*What is needed:*
Can you reproduce the records below word for word, starting at the line that has "Where can you find the dark" and stopping after the line that has "pixel 568 286"?

*Dataset excerpts:*
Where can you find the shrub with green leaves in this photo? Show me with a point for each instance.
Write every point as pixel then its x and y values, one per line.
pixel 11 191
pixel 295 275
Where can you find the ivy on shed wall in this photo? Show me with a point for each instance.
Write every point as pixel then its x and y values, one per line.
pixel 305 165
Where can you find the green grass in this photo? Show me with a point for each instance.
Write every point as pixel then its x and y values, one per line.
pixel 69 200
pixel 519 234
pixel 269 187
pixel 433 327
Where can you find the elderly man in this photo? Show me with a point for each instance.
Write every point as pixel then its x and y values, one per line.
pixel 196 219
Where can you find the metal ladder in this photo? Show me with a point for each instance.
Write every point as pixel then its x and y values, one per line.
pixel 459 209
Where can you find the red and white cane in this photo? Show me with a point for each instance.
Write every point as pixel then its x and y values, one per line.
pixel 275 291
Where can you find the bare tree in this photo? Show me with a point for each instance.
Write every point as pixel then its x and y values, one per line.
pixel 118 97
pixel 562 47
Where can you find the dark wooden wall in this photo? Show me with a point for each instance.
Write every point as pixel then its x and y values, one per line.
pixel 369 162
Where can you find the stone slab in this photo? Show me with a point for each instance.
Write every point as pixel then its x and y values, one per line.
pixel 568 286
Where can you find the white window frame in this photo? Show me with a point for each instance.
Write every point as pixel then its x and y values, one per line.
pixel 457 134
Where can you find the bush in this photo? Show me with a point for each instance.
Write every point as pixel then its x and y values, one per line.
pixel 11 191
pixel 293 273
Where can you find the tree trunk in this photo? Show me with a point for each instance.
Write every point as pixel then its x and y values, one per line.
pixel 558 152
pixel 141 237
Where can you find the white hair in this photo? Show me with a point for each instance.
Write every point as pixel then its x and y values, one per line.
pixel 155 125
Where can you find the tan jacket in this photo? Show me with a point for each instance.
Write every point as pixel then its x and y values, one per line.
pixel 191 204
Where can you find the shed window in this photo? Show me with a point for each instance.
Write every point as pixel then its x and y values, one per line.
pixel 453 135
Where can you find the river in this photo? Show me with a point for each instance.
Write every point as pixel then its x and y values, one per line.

==

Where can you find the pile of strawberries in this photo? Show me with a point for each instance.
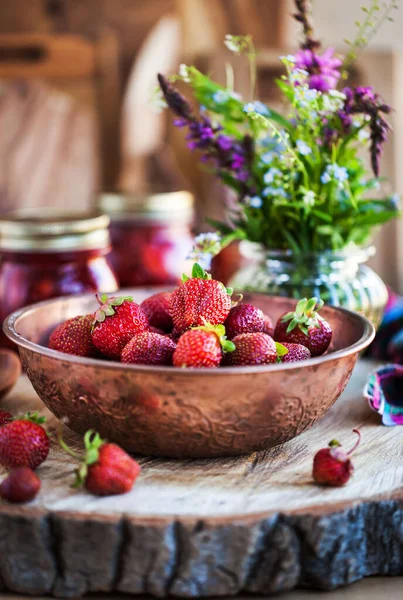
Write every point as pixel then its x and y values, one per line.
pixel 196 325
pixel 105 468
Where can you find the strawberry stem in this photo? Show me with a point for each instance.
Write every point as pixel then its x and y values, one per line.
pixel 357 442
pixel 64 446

*Correct output:*
Where can you find the dark wooden wall in this photo? Show me with a point for each instance.
Write every point as pixel then its x and y values, one per line.
pixel 369 162
Where can you find the stone slab in this photo? Show me with a point for each instance.
Write every point as pixel then its x and y values, one per line.
pixel 568 286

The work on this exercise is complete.